Consigne >>
Répondez à ces questions sur le texte consacré à la fin de Kadhafi :
1. Pendant combien d'années Kadhafi est-il resté puissant et craint ?
2. Quelle ville le texte présente-t-il comme le fief du roi Idriss ?
3. Par qui Kadhafi a-t-il été reçu à l'Élysée ?

Texte du document >>
____

La fin de Kadhafi : une solution ou un problème ?

Arrivé au pouvoir par un coup d’Etat renversant le roi Idriss originaire de Benghazi, Kadhafi dirigea la Libye d’une main de fer. Se voulant guide d’une révolution la Jamahiriya, il devint puissant et craint et ce pendant 42 ans. Un regard soutenu projeté sur sa vie a permit de voir en lui une personne très ambiguë ; tantôt une terreur, tantôt un très grand ami, un grand frère. Ces deux photographies de lui expliquent ses rapports avec les occidentaux. À un moment donné Kadhafi devint un ennemi à abattre avec les attentats de Lockerbie, l’attentat contre l’avion de la Panam, l’invasion du Tchad, le soutien à plusieurs rebellions au sud du Sahara. Acculé, il va profiter de l’attentat du 11 septembre 2011 sur le World Trade Center à New York, pour changer de fusil d’épaule. Il devient l’ami des occidentaux. Il renonce à son projet d’une Libye puissance nucléaire dans la région, il ouvre son pays aux investissements occidentaux. Il se dressa comme un garant de la lutte contre le terrorisme dans le Maghreb. Les portes de l’occident s’ouvrent alors à lui et on lui déroule le tapis rouge. Erreur de calcul ou simple méprise de sa part. Mais vraiment mal lui en a prit car en politique il n’ya pas d’ancien ennemi, il ya l’ennemi tout court et l’ennemi reste l’ennemi.

Mais qu’est ce qui a pu bien se passé quelques mois après seulement sa réception à l’Elysée par Nicolas Sarkozy ? Sa liquidation est elle une solution au problème Libyen ? Quelle en est la cause et quelles sont les conséquences

I-                    Faire chuter de Kadhafi : un rêve longtemps caressé

Embarrassé depuis quatre décennies par le phénomène Kadhafi, les occidentaux on saisit une grande occasion pour qu’on arrête de parler de lui : les mouvements de contestation et de révolte arabe.

L’équation aurait pu s’avérer bien difficile sans ce mouvement de révolte. Alors ce fut une opportunité inestimable qu’il fallait tout de suite capitaliser. Ils se sont alors saisis de l’appel des opposants mecontents de Benghazi, fief du roi Idriss évincé quatre décennies plutôt, pour finir avec Kadhafi. Pour légitimer leurs actions ils ont envoyé une mission dans la ville éternellement rebelle qui a conclu en ces termes « il se passe quelque chose de très dramatique à Benghazi, Kadhafi est entrain de massacrer son peuple à Benghazi. C’est inacceptable ».

Mais loin de cet argumentaire démolissant dont on a jamais montré des preuves par photographies de morts massifs, n’ya t-il pas d’autres raisons ?

____

Lignes de données >>
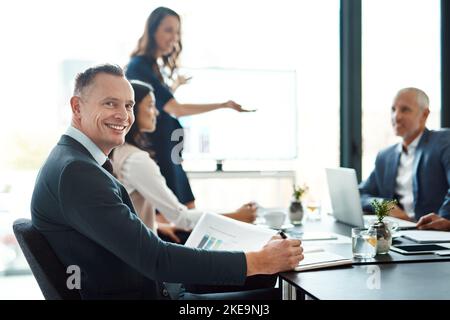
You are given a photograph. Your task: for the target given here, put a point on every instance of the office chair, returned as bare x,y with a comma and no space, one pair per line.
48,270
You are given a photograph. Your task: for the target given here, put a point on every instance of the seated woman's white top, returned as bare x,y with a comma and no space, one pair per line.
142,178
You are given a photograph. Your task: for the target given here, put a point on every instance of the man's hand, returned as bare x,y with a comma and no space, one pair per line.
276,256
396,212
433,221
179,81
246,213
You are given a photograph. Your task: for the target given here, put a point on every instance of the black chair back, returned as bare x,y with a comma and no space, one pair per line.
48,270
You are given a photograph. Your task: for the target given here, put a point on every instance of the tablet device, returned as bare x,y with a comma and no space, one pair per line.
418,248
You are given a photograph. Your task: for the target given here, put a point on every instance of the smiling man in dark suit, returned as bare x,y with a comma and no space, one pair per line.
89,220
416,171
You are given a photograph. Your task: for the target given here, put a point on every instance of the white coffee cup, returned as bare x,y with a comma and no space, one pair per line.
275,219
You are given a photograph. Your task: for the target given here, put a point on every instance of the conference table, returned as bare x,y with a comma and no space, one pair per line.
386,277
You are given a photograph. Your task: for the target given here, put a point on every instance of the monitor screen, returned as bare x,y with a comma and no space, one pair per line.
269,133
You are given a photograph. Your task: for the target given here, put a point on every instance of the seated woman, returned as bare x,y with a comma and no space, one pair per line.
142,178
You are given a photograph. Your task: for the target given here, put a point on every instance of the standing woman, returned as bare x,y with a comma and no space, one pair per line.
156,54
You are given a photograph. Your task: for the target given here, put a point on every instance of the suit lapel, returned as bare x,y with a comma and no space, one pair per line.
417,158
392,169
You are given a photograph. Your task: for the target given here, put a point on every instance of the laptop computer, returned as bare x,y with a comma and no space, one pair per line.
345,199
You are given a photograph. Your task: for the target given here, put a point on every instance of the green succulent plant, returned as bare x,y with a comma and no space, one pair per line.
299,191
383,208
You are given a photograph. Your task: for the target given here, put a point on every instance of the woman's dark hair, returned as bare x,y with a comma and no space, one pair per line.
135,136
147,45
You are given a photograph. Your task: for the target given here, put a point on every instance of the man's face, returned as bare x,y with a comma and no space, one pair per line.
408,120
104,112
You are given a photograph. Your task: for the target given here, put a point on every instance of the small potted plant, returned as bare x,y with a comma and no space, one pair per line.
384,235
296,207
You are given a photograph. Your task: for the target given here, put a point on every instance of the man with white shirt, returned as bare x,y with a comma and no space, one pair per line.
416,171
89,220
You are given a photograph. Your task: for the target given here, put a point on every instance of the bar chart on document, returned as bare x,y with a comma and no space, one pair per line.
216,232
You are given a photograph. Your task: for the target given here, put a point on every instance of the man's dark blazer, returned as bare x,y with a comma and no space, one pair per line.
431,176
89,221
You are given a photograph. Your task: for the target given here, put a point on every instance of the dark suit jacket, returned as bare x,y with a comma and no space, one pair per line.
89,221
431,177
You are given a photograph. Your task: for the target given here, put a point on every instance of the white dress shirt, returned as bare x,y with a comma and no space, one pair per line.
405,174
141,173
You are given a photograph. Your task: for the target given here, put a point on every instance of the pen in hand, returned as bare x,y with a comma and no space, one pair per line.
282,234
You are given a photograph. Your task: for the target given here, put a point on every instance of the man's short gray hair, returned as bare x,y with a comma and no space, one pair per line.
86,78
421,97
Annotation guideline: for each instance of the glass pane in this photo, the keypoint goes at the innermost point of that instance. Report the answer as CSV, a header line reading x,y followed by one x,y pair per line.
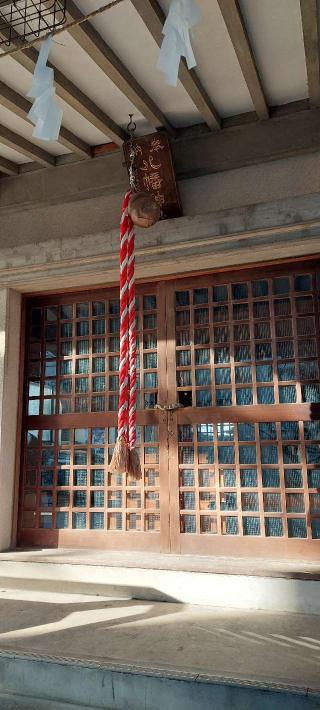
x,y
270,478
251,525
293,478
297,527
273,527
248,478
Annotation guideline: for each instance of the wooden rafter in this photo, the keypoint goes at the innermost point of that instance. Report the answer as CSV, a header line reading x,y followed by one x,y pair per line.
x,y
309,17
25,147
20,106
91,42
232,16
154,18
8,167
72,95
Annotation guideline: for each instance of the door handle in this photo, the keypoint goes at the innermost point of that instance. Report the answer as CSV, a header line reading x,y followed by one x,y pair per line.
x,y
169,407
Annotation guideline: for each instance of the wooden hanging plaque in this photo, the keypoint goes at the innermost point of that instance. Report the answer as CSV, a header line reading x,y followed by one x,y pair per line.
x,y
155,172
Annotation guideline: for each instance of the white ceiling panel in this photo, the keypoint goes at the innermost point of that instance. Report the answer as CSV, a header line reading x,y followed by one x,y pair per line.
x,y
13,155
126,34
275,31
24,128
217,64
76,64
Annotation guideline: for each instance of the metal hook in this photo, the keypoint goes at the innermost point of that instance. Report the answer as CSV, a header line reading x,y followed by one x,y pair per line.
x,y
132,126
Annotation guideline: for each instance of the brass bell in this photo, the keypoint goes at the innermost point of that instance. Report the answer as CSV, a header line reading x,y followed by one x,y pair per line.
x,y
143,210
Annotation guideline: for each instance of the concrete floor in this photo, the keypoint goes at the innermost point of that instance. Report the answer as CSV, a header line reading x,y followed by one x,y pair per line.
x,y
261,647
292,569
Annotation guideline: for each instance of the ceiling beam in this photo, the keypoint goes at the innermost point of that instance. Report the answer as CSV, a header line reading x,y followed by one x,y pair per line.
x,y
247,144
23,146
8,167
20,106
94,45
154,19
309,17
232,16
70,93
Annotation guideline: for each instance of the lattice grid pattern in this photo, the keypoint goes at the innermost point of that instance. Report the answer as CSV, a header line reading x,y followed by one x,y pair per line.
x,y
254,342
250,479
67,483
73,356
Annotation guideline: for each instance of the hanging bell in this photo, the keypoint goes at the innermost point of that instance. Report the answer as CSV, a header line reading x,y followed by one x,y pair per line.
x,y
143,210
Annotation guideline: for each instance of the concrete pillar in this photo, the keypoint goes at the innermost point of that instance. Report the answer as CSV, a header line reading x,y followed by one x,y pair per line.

____

Corrigé >>
1. 42 ans.
2. Benghazi.
3. Nicolas Sarkozy.